*DIRECTIVES*:
1. List each object that the passage on street signs names as an emblem used to mark a business's premises, together with the business it marked.
2. Extend the passage on street signs, beginning right after its final sentence.

*READING TEXT*:

___

There was a time when signs were fewer and simpler. As visitors to places like York Castle Museum know, businesses in the past used emblems to mark their premises; an oversize pair of glasses for an opticians or a large bunch of grapes for a pub (the successor of the bush that alehouses had to display in the Middle Ages). We still have some memories of that in Ripon; the large crown that has in the last few years been replaced on the Market Square facade of the former Crown Inn, now Sainsbury’s; and many will remember the giant shovel that graced the ironmongers at the top of Kirkgate.

Is life more complicated now? The proliferation of signs that instruct and inform us suggests that it is – but perhaps it is just that we are more used to being directed by the powers that rule our lives. But the price we pay in terms of the look of our streetscape is perhaps too great these days.

There is no dispute that without some signs we might descend into gentle anarchy. It is helpful if a sign tells us that a street is for one-way traffic; without it there might well be chaos. And we need signs to our destinations – how often have we complained of inadequate signage as we try to negotiate the tortuous one-way systems of a strange town? And we need to be warned of hazards like low bridges or of corners more severe than we might have expected.

___

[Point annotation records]
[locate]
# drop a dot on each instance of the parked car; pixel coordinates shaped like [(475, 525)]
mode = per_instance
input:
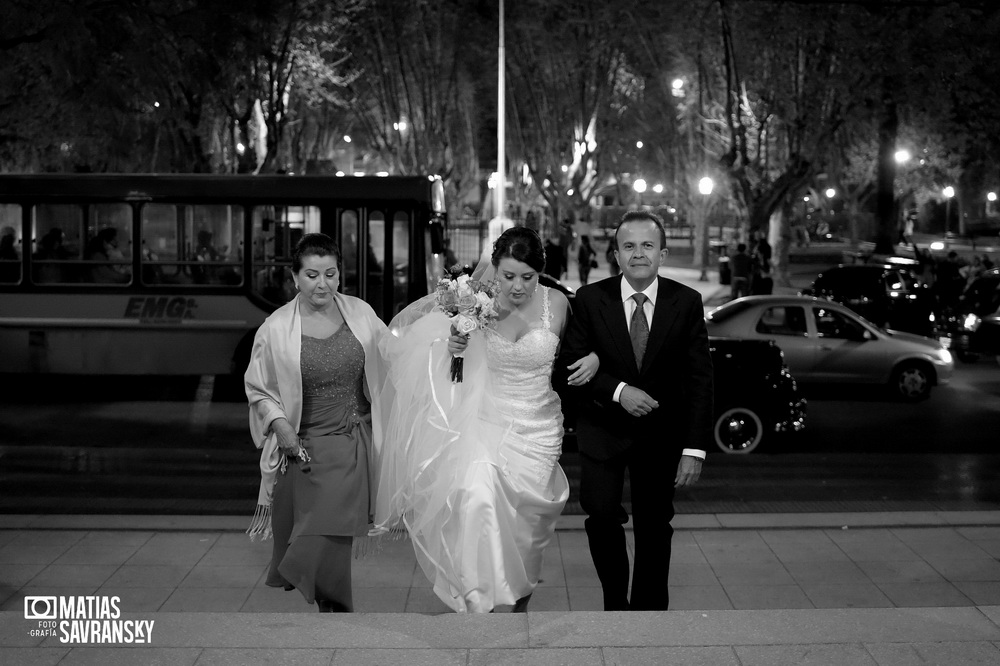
[(973, 324), (886, 294), (755, 396), (826, 342)]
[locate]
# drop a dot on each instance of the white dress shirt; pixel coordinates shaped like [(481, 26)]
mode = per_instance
[(628, 307)]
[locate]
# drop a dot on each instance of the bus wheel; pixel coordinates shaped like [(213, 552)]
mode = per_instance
[(738, 430)]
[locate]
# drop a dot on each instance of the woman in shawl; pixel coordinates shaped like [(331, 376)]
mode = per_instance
[(314, 368)]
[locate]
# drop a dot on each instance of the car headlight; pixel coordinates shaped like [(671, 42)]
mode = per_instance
[(971, 322)]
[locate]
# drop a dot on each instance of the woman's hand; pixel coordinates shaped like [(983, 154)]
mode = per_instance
[(457, 343), (288, 440), (584, 370)]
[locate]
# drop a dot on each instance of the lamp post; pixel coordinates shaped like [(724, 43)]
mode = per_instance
[(948, 193), (639, 186), (705, 187)]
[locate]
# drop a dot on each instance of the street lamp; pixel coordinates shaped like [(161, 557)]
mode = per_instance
[(639, 186), (705, 187), (948, 193)]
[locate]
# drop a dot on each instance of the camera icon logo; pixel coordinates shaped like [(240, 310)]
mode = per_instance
[(41, 608)]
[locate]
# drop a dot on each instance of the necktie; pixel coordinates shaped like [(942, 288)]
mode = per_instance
[(639, 329)]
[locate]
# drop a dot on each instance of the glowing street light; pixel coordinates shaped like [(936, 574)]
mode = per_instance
[(705, 187), (948, 193)]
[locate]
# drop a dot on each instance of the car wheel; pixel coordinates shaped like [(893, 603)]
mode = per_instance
[(738, 430), (912, 381)]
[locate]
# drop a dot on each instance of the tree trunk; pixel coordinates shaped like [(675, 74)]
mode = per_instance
[(885, 202)]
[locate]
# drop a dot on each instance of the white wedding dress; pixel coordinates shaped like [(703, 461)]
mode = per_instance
[(471, 469)]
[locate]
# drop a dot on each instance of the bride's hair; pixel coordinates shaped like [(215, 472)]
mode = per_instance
[(522, 244)]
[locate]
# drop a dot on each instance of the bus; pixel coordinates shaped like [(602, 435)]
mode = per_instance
[(172, 274)]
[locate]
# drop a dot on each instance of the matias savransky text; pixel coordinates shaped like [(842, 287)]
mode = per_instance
[(84, 619)]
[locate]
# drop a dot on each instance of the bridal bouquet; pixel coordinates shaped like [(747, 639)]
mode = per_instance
[(469, 305)]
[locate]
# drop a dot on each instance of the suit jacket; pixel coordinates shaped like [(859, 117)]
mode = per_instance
[(676, 371)]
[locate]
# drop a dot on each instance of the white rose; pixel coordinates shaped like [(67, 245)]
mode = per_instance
[(485, 300), (464, 323)]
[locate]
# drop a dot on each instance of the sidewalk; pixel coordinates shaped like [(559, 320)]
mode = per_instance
[(890, 588)]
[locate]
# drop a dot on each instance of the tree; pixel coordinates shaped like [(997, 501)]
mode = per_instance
[(570, 83), (413, 92)]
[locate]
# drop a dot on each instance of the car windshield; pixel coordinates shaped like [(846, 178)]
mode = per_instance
[(727, 310)]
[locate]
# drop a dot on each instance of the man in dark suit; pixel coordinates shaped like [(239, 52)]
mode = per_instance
[(648, 409)]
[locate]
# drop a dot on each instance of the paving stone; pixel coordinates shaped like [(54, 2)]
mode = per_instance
[(827, 595), (266, 656), (763, 573), (760, 627), (831, 573), (657, 656), (925, 594), (32, 656), (206, 599), (412, 657), (99, 554), (148, 576), (844, 654), (745, 597), (21, 554), (380, 599), (698, 597), (906, 571), (128, 656), (981, 594), (73, 575), (537, 657), (945, 653), (137, 599), (223, 576)]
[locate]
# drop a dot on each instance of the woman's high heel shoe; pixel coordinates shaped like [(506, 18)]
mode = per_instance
[(521, 605)]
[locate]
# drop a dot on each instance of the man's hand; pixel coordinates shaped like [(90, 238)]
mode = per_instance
[(688, 471), (636, 401)]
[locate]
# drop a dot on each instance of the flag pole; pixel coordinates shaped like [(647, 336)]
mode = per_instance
[(501, 184)]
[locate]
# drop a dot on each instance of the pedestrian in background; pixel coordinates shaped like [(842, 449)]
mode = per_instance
[(741, 266), (587, 259), (613, 267)]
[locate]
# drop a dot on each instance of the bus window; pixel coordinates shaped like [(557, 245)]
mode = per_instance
[(349, 250), (376, 260), (57, 230), (275, 233), (192, 244), (213, 236), (400, 261), (10, 243), (108, 252)]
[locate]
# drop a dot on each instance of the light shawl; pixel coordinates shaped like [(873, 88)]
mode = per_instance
[(273, 383)]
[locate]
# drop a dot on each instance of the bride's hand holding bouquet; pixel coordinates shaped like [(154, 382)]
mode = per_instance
[(470, 306)]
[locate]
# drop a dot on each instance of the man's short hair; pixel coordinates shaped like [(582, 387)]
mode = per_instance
[(641, 216)]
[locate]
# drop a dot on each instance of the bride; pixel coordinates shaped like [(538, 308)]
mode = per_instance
[(471, 469)]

___

*ANSWERS TO EACH TASK*:
1.
- An oversize pair of glasses: an opticians
- A large bunch of grapes: a pub
- A bush: alehouses in the Middle Ages
- A large crown: the former Crown Inn on the Market Square in Ripon
- A giant shovel: the ironmongers at the top of Kirkgate

2.
Looked at individually, such signs may be valuable and unremarkable – thought it is difficult to see the purpose of some of them. A new and not very attractive sign has been put up on Stonebridgegate marking ‘Paddies Park’. It informs passers-by that it is an ‘Open Space’ and a ‘Children’s Play Area’, and then tells the reader who to contact in the case of an emergency. How necessary is this? What does it add to the area, or to the knowledge of the people who live nearby and are likely to use the park? And why does the notice have to be so large (more danger of a child running into it, perhaps) and have its own pole, when not more than two yards away there is another pole with three other signs on it – and, even nearer, a lamp post that could have taken all four and done away with other poles?

There seem to be a lack of consultation between departments when it come to signs. At the junction of St Marygate and Priest Lane there are six signs, three of them saying the same thing. One is the pictorial representation of elderly people on a pictographic sign. Immediately beneath it is another sign, presumably for the people who can’t interpret the sign, yet can read, saying ‘Elderly People’. Off to one side is another, ‘Old Peoples Home’. Why? One sign would surely have done the work – and anyway, all three are probably now redundant as they referred to people living at the now-closed Ripon House behind the Police and Prison Museum. And here, too, the signs have their own pole, two feet from a lamp post, which should have been used for them.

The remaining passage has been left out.